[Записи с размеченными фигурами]
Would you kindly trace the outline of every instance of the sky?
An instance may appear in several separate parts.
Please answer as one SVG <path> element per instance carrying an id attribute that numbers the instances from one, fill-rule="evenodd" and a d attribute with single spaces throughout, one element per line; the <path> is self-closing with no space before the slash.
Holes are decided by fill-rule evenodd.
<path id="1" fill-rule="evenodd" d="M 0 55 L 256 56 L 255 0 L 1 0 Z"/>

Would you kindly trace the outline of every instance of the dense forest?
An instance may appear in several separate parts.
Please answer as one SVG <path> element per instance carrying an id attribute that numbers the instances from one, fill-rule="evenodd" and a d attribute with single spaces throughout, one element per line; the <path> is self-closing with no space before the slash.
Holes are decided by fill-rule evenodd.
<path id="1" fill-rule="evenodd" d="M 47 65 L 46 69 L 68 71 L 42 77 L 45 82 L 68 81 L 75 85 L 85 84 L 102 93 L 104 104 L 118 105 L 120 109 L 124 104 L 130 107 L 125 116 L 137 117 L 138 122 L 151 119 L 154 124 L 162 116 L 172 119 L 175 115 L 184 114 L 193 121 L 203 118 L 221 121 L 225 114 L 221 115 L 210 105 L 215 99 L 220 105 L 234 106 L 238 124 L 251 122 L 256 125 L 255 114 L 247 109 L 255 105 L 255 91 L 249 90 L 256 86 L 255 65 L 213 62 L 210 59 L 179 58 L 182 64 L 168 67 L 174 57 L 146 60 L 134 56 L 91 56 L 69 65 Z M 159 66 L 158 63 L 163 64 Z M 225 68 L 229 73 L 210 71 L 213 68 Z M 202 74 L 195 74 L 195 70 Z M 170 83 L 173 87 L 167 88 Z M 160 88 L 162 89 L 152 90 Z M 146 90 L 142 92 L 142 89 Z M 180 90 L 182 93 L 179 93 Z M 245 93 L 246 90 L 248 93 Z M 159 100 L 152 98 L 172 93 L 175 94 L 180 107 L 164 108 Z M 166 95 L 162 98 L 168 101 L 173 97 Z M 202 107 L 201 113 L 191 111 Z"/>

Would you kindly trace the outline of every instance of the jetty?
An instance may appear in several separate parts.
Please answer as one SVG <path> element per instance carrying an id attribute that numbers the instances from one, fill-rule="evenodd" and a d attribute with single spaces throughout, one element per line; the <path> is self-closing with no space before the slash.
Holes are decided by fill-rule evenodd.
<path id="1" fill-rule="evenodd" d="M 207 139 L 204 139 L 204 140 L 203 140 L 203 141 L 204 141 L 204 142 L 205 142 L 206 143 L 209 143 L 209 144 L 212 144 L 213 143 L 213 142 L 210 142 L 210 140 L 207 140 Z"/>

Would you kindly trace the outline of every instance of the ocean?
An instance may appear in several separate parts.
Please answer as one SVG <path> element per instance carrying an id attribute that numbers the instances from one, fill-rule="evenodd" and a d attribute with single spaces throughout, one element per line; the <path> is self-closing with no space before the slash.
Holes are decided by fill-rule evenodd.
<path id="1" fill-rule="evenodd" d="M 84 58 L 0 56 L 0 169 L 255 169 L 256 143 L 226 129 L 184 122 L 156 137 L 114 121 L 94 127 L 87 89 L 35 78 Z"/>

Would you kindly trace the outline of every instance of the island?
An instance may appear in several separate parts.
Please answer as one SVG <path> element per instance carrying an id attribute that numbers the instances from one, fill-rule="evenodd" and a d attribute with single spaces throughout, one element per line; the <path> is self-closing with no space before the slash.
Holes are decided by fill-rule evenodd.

ЦЕЛЬ ЗАДАНИЯ: Оформите в виде нумерованного списка строки записей от строки со словами «of the island?» до самого конца записей включительно. Пустые строки пропустите.

РЕШЕНИЕ ЗАДАНИЯ:
1. Would you kindly trace the outline of every instance of the island?
2. An instance may appear in several separate parts.
3. Please answer as one SVG <path> element per instance carrying an id attribute that numbers the instances from one, fill-rule="evenodd" and a d attribute with single spaces throughout, one element per line; the <path> is self-closing with no space before the slash.
4. Holes are decided by fill-rule evenodd.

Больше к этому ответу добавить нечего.